#### [The task]
Please return every row below unchanged, line for line.

#### [Data excerpts]
>>>>

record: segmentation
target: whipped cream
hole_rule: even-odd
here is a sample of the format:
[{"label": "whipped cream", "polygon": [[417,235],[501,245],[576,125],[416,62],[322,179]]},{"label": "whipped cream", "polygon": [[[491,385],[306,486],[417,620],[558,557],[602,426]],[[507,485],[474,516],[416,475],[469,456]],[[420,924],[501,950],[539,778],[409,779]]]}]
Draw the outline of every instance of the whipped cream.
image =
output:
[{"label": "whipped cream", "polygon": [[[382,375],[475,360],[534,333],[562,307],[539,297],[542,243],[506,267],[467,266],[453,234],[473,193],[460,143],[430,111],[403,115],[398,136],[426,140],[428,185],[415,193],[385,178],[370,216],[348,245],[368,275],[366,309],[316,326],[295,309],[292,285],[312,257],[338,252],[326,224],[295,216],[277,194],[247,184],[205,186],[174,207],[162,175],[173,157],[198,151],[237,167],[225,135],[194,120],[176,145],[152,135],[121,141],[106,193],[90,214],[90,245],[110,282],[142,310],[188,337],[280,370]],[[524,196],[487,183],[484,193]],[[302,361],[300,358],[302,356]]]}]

<<<<

#### [Answer to this task]
record: segmentation
target: whipped cream
hole_rule: even-odd
here is a sample of the format:
[{"label": "whipped cream", "polygon": [[417,235],[501,245],[576,125],[416,62],[322,179]]},{"label": "whipped cream", "polygon": [[[491,385],[306,486],[417,620],[558,557],[602,426]],[[507,485],[474,516],[416,475],[469,456]],[[420,924],[501,950],[539,778],[409,779]]]}]
Draw the outline of every instance of the whipped cream.
image =
output:
[{"label": "whipped cream", "polygon": [[[382,375],[475,360],[534,333],[562,307],[539,297],[542,243],[506,267],[467,266],[453,234],[473,193],[460,143],[430,111],[403,115],[398,136],[426,140],[428,185],[415,193],[385,178],[370,216],[348,245],[368,275],[366,309],[316,326],[295,309],[292,285],[312,257],[338,252],[326,224],[295,216],[277,194],[247,184],[205,186],[174,207],[162,175],[173,157],[198,151],[237,167],[225,135],[194,120],[176,145],[152,135],[121,141],[106,193],[90,214],[90,245],[110,282],[142,310],[188,337],[280,370]],[[524,196],[487,183],[484,193]],[[302,361],[300,358],[302,356]]]}]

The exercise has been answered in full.